Required action -
The reply should be one number: how many lines of the data below contain "table".

=======

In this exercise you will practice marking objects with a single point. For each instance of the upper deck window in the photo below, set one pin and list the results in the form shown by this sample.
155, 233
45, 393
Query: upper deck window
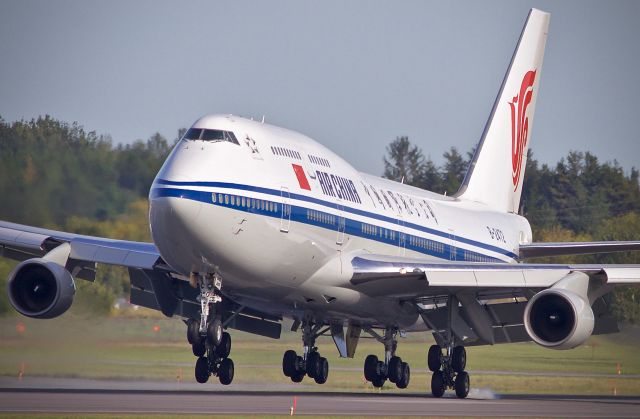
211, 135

=======

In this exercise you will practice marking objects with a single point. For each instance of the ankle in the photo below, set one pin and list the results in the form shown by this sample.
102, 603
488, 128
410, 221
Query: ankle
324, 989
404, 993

=======

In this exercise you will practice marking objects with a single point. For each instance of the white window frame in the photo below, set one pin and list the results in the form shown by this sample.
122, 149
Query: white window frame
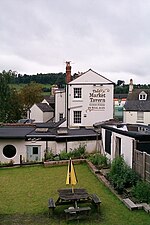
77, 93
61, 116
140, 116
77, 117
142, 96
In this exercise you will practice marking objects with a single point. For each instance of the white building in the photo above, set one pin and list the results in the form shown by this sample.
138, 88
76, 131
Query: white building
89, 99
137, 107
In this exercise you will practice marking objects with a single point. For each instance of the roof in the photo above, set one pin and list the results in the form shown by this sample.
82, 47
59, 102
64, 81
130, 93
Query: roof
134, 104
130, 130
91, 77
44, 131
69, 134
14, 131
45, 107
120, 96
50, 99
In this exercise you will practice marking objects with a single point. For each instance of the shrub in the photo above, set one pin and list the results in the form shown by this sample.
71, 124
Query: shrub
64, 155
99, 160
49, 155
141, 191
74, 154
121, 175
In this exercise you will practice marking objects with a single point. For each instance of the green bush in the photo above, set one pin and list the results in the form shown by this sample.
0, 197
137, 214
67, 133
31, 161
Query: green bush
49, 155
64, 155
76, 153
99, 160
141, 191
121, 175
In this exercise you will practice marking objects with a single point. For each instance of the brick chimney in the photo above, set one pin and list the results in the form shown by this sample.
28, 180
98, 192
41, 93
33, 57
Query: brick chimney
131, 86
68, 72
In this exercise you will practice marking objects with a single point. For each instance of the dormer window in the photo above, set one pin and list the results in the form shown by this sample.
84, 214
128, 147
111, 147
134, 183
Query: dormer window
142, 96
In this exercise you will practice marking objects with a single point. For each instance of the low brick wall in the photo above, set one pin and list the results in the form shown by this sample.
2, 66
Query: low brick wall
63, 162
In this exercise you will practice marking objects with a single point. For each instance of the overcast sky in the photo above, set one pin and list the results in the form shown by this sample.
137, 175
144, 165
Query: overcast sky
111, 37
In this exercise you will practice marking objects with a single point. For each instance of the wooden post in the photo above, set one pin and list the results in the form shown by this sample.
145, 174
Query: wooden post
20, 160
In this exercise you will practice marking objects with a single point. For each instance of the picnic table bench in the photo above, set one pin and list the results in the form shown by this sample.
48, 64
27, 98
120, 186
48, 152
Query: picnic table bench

=======

Output -
2